- [Exercise task]: Extract every line in the items below that contains the string "child". Case counts.

--- START OF Data in this exercise ---

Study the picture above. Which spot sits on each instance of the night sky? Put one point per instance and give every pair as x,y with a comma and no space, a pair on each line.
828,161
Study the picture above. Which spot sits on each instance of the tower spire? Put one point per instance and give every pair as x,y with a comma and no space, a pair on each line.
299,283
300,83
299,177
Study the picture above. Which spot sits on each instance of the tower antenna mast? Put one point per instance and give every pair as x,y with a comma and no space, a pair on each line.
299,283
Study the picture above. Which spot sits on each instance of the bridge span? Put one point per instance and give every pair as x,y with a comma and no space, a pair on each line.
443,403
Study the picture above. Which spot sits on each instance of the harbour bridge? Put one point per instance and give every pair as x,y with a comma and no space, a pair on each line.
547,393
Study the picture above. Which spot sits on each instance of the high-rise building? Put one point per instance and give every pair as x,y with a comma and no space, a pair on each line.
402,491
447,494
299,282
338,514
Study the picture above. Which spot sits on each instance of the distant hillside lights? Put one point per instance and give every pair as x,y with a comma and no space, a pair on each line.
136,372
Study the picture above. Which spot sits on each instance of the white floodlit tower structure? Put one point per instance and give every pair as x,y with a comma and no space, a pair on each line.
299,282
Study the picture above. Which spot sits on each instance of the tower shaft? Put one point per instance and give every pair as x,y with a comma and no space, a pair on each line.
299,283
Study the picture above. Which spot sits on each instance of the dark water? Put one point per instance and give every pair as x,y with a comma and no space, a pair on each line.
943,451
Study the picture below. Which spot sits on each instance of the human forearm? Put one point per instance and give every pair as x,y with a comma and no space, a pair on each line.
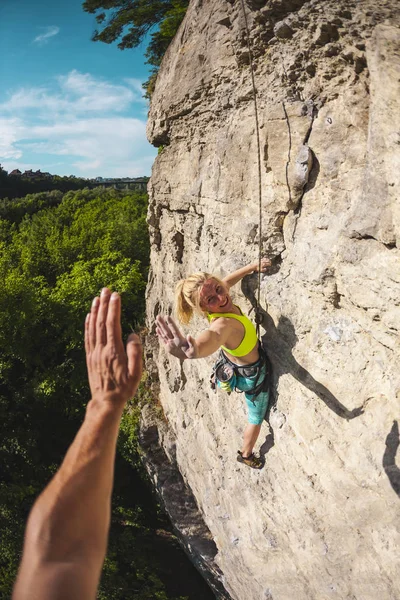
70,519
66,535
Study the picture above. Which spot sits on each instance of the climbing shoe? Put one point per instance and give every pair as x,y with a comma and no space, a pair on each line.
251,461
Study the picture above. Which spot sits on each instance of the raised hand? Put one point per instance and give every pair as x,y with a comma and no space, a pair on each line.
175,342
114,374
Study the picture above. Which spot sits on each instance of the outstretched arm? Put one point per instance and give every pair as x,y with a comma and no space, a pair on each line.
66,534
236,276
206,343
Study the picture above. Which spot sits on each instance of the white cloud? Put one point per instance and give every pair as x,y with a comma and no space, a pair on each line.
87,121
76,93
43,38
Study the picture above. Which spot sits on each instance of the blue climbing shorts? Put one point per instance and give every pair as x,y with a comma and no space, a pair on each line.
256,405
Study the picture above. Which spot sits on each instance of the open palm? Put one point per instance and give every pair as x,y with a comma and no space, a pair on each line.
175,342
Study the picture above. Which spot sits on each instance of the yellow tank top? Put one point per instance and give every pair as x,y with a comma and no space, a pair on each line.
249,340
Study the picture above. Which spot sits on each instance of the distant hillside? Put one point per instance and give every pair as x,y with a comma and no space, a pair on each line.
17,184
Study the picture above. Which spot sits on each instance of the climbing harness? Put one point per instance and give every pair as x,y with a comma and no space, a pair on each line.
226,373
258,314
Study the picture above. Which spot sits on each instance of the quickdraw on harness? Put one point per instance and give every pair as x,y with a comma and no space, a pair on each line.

--- END OF Data in this exercise ---
--- START OF Data in this exercise ---

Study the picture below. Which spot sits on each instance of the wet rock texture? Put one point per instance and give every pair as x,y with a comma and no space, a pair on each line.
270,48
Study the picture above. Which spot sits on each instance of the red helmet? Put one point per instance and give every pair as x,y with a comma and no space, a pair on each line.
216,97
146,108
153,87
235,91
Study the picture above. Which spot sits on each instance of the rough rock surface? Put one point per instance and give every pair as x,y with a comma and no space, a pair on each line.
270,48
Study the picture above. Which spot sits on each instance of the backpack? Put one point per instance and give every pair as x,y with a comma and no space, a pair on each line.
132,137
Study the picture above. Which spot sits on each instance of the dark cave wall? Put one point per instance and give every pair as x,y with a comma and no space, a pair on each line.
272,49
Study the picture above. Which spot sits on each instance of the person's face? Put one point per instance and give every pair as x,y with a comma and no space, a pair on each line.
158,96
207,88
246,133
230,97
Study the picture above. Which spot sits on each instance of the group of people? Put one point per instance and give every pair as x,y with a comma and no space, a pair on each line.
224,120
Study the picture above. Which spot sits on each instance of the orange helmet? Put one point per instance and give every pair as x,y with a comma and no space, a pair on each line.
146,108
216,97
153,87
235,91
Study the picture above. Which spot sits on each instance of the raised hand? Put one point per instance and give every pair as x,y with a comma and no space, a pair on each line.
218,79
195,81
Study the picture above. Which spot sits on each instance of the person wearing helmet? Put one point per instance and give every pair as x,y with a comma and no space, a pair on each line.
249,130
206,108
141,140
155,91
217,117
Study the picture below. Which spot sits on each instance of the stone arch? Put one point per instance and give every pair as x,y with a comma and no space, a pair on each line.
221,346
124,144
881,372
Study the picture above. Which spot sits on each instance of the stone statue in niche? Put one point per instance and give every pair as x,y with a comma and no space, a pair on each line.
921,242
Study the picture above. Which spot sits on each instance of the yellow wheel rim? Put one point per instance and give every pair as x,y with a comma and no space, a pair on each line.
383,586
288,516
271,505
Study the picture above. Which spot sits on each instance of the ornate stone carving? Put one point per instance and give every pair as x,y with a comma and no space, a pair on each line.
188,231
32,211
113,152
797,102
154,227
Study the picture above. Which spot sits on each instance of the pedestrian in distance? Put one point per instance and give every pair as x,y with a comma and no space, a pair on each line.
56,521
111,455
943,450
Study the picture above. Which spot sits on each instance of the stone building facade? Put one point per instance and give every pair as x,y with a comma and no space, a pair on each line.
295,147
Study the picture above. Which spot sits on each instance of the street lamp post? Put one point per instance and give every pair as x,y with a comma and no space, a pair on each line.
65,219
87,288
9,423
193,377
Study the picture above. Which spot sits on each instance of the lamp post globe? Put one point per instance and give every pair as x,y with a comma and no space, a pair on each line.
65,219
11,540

--- END OF Data in this exercise ---
--- START OF Data in this exercise ---

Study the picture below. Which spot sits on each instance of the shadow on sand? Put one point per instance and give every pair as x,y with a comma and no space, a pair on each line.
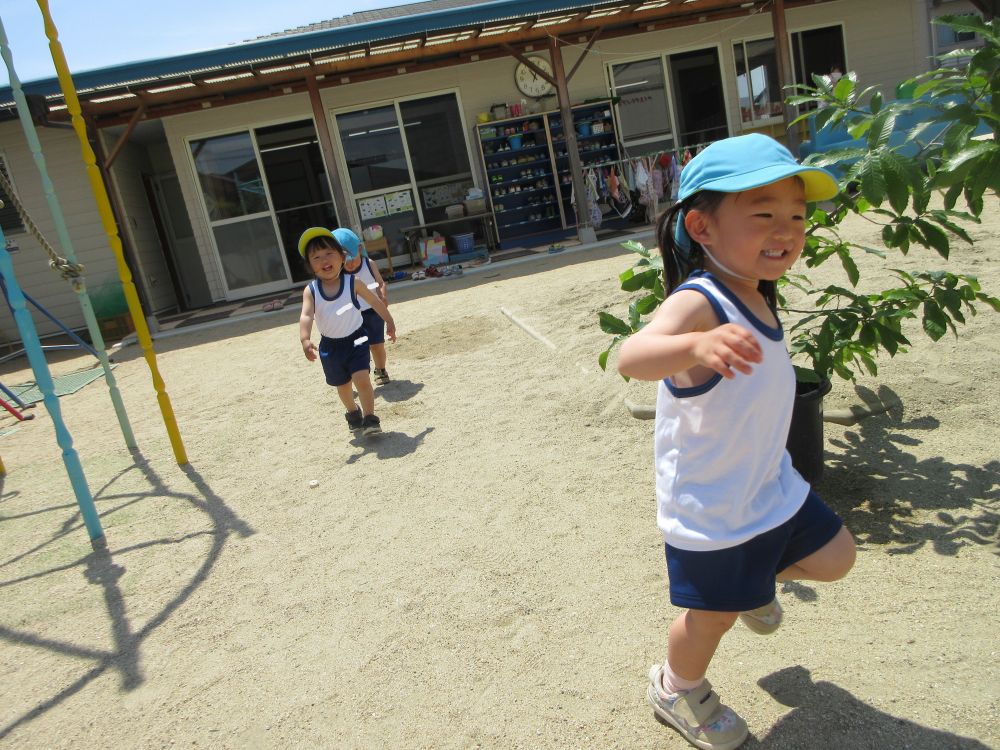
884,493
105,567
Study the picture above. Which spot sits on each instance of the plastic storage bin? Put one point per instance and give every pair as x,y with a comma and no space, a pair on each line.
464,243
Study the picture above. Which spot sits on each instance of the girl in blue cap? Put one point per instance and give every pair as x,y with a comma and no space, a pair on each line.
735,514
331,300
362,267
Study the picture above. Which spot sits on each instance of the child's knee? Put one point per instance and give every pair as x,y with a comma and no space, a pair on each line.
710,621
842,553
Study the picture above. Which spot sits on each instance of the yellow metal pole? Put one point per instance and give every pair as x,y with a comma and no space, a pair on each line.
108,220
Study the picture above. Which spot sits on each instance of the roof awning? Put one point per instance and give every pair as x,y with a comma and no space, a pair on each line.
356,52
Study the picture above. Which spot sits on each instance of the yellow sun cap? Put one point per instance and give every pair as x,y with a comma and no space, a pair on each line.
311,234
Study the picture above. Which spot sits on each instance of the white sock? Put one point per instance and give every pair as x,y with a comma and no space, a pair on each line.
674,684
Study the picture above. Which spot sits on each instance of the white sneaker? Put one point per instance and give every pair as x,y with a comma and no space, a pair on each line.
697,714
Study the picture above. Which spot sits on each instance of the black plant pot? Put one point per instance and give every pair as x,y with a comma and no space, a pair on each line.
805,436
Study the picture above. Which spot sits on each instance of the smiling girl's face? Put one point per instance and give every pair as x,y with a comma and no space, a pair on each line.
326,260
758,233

--- END OF Data in this exercise ---

- [Full answer]:
Study the picture above. Which spot sits on each instance of the child's knee? Put one point per instance and give every pair as x,y with a comma and no space, a pair on each line.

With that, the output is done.